**PASSAGE TO READ**
▶
You are viewing a plain text version of this content. The canonical link for it is here.
Posted to issues@spark.apache.org by "Michael Nazario (JIRA)" <ji...@apache.org> on 2015/05/14 00:00:00 UTC
[jira] [Comment Edited] (SPARK-6289) PySpark doesn't maintain SQL date Types

    [ https://issues.apache.org/jira/browse/SPARK-6289?page=com.atlassian.jira.plugin.system.issuetabpanels:comment-tabpanel&focusedCommentId=14542807#comment-14542807 ] 

Michael Nazario edited comment on SPARK-6289 at 5/13/15 9:59 PM:
-----------------------------------------------------------------

This is the problem I have in my tests in Spark 1.3.1.

I've reproduced this problem with a much simpler piece of code in the pyspark shell:

{code}
>>> import pandas, datetime
>>> df = pandas.DataFrame([[datetime.datetime(1990, 1, 1), datetime.date(2000, 3, 3)]], columns=["foo", "bar"])
>>> sdf = sqlCtx.createDataFrame(df)
>>> sdf
DataFrame[foo: bigint, bar: date]
>>> row = sdf.first()
>>> row
Row(foo=631152000000000000, bar=datetime.date(2000, 3, 3))
>>> row[1]
datetime.datetime(2000, 3, 3, 0, 0)
>>> row.bar
datetime.date(2000, 3, 3)
{code}


was (Author: mnazario):
I still have the same problem in my tests. This is what I have to reproduce it.

I start up a spark context and get a Spark DataFrame from an avro file The dataframe has a bunch of simple types. These are the results I get:
{code}
>>> print(df)
DataFrame[a: string, Boolean: boolean, BigDecimal: decimal(10,0), DateTime: timestamp, LocalDate: date, Double: double, Float: float, Integer: int, Long: bigint, String: string]
>>> print(row)
Row(a=u'0', Boolean=True, BigDecimal=Decimal('1.0'), DateTime=datetime.datetime(2000, 1, 1, 3, 31), LocalDate=datetime.date(2000, 2, 2), Double=0.1, Float=0.20000000298023224, Integer=1, Long=2, String=u'foo')
>>> print(row.LocalDate)
2000-02-02
>>> print(type(row.LocalDate))
<type 'datetime.date'>
>>> print(row[4])
2000-02-02 00:00:00
>>> print(type(row[4]))
◀
**SHORT PROBLEM**
In the bug report comment above, why does the commenter include the short pyspark shell session?

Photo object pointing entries
▶
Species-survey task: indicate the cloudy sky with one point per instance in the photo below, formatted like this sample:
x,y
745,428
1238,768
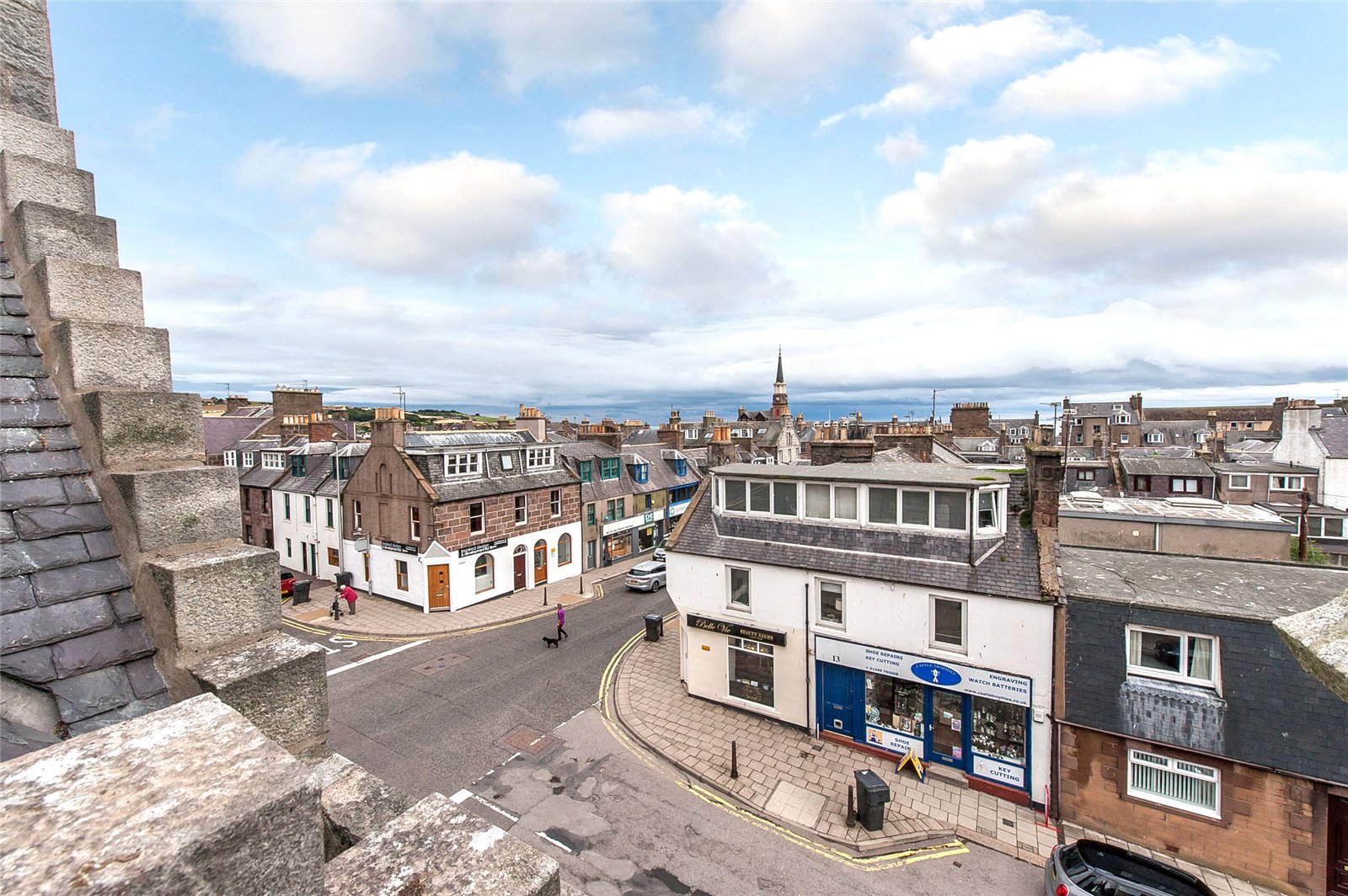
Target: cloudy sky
◀
**THE OUTPUT**
The commenter includes it to reproduce, with a much simpler piece of code, the problem they have in their tests in Spark 1.3.1. In that session, row[1] returns datetime.datetime(2000, 3, 3, 0, 0), while row.bar returns datetime.date(2000, 3, 3).